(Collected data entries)
##########

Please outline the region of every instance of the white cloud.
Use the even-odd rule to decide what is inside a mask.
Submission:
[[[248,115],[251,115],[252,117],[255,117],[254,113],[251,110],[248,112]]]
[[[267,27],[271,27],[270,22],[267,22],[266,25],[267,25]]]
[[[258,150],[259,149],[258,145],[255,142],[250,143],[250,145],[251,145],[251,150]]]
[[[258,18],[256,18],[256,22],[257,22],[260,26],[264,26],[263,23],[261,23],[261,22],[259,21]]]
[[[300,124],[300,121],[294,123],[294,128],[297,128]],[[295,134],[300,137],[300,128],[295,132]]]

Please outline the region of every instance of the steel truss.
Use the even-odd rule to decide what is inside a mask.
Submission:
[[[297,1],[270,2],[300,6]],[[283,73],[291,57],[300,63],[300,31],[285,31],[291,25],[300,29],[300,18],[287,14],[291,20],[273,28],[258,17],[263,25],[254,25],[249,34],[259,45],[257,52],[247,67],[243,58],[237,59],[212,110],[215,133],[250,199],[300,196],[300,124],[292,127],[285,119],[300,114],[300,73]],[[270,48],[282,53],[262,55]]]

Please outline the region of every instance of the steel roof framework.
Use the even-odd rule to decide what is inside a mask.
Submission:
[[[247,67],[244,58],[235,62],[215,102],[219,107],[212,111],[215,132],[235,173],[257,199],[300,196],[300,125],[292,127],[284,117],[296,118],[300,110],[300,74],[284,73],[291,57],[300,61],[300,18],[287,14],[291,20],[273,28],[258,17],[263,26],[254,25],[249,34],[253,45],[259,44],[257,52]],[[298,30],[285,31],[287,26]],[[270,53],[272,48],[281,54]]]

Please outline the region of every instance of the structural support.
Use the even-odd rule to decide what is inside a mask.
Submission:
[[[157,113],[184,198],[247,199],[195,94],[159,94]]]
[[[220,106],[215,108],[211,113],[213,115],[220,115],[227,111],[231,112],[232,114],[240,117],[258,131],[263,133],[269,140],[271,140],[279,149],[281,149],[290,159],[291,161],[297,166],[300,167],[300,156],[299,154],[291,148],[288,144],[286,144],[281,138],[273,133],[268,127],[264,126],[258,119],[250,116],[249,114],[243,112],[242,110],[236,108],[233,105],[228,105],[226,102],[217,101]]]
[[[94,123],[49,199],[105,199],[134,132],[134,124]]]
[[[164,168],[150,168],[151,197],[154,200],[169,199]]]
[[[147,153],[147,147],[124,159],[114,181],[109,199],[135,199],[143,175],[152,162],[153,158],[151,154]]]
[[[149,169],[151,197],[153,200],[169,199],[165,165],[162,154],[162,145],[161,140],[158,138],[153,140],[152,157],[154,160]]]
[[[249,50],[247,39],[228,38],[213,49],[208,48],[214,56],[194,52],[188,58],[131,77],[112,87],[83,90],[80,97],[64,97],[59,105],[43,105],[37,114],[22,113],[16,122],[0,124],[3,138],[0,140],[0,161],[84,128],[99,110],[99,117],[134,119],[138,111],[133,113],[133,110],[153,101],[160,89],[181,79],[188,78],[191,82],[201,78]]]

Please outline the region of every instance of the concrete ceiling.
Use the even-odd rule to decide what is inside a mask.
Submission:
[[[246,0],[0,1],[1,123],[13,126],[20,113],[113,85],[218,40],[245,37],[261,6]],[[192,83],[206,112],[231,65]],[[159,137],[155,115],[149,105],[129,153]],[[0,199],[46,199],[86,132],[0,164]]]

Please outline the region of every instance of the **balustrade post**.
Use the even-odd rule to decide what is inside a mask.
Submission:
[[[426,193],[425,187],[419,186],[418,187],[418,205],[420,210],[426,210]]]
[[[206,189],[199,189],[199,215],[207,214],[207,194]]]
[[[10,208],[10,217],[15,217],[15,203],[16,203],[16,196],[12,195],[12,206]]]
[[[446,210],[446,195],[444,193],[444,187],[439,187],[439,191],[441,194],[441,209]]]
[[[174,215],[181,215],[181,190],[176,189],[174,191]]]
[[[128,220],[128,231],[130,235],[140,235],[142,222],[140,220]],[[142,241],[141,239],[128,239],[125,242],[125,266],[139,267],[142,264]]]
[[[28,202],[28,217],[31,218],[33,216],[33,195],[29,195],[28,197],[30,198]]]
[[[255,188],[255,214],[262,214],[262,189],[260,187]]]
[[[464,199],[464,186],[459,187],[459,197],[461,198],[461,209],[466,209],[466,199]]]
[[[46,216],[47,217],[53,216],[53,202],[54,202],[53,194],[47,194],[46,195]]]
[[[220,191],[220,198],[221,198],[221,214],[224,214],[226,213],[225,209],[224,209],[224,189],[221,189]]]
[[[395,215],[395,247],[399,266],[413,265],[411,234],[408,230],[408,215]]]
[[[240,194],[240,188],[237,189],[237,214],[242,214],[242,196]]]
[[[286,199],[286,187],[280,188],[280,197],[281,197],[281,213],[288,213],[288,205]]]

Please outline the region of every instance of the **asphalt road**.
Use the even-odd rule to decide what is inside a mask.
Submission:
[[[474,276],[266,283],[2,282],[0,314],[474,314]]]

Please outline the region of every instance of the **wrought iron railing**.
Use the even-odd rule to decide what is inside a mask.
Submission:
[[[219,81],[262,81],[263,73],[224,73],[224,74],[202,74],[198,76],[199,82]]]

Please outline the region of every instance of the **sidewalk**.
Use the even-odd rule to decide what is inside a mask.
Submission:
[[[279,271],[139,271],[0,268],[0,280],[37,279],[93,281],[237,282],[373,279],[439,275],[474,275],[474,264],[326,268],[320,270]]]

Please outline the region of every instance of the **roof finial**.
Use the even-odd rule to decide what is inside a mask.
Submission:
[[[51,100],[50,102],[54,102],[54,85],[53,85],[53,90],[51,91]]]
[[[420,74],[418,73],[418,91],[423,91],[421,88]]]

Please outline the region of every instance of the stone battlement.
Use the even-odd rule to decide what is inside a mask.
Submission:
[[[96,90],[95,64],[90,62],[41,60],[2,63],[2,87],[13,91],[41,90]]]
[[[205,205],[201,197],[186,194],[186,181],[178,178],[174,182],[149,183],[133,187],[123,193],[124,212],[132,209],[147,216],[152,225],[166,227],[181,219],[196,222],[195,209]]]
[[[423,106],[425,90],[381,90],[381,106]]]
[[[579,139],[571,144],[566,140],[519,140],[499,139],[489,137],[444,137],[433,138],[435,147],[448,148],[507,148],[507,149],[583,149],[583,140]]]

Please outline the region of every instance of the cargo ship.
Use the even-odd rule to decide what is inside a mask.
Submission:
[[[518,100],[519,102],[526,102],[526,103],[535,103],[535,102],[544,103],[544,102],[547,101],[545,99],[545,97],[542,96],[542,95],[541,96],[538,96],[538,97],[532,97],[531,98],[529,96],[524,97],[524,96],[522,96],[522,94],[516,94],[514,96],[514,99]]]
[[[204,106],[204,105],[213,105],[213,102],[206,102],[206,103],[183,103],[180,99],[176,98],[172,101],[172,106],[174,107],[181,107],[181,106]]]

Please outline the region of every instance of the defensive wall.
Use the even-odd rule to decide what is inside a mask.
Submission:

##########

## What the exercise asks
Copy out the lines above with "roof" in them.

## Written solution
Please outline the region of every instance of the steel roof framework.
Please outline the region of every instance of the **roof finial**.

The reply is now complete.